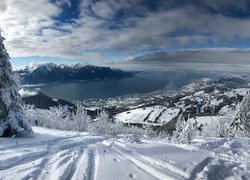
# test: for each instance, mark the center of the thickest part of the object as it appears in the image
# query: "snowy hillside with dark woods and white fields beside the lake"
(201, 101)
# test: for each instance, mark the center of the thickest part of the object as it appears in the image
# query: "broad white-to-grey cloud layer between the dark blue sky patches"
(31, 30)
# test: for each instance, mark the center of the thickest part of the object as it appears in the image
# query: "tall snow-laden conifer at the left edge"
(12, 120)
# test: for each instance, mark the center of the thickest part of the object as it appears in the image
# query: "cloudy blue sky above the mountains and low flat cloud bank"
(99, 31)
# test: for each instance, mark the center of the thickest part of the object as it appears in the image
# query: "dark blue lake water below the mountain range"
(143, 83)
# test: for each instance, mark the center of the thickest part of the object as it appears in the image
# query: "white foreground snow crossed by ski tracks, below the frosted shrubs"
(53, 154)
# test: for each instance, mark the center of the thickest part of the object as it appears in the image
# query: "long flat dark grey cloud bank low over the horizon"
(208, 55)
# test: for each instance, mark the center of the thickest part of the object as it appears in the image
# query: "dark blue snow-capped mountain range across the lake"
(53, 73)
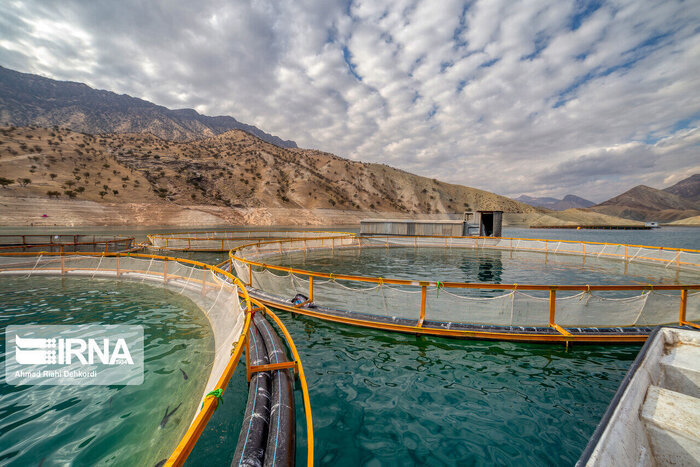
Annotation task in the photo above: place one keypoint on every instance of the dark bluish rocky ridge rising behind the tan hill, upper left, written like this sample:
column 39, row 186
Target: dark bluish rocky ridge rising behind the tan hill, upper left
column 27, row 99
- - - - - - -
Work instructions:
Leave nothing out but the pictures when transcribing the records.

Task solution:
# test: for each instance, mark the center of the thickest part of the object as it appears in the image
# query: "snowy hillside with dark woods and white fields beside the lake"
(201, 101)
# test: for each instance, mark the center of the thickest part of the object as it appears in the image
# query: "broad white-to-grey cloud layer between the dark blue sky patches"
(31, 30)
# test: for each instance, mark the center of the thickest part of the object as it appears in the image
# query: "tall snow-laden conifer at the left edge"
(12, 120)
# test: for each instance, mark the center of the thickest part of the object as it appears in the image
# query: "cloudy blue sky above the mountains and low flat cloud bank"
(99, 31)
# test: for each instance, mark the center of the thickest part of the object as it appears in the image
# query: "dark blue lake water below the mountain range"
(143, 83)
# test: for each instance, mark the center of the thickest part of the object as it appears in the image
# query: "white foreground snow crossed by ski tracks, below the frosted shrubs"
(53, 154)
# test: for each instance, mark the center of the thickest part of the object as it appears in the image
# query: "long flat dark grey cloud bank low over the horizon"
(208, 55)
# test: for each instance, mark the center of the thickest part of the object as it appears in the image
# query: "dark blue snow-capped mountain range across the lake"
(53, 73)
Annotation task in the photo above: place one keypoint on every instance of the dark bluish rocky ridge rising behind the tan hill, upper left, written like this sample:
column 39, row 186
Target: dark bluish rocky ridge rising behind the tan hill, upper left
column 27, row 99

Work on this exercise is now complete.